■ **What to do**
State how many rows below contain the string "sign", with case counting. Reply with the number alone.

■ **Stored records**
--

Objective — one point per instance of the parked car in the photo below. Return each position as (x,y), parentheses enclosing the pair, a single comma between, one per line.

--

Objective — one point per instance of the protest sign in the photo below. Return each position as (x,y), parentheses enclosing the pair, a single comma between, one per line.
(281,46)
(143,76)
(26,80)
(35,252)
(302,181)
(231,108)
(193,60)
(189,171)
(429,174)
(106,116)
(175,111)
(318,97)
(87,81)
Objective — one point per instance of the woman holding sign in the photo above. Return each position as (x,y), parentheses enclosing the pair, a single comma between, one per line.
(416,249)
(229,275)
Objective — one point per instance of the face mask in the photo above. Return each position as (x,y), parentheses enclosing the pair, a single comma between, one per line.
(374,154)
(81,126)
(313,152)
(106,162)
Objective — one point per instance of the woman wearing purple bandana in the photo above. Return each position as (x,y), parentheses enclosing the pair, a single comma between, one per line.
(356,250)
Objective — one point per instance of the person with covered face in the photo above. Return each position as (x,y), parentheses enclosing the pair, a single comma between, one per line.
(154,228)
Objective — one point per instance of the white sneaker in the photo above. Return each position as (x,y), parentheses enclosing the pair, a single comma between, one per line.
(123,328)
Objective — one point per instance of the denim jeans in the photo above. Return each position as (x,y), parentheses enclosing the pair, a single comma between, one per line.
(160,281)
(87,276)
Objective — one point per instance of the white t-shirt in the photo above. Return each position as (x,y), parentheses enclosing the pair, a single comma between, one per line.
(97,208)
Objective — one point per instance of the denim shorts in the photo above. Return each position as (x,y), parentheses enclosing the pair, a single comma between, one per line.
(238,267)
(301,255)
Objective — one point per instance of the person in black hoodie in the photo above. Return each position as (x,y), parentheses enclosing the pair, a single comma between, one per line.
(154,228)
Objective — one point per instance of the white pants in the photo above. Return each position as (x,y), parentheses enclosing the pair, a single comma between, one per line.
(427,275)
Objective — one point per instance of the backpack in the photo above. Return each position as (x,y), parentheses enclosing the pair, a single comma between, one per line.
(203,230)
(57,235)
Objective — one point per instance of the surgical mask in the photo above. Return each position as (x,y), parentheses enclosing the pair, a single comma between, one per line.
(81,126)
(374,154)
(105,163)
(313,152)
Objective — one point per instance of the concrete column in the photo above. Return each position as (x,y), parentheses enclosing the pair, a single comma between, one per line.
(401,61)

--

■ **In response**
2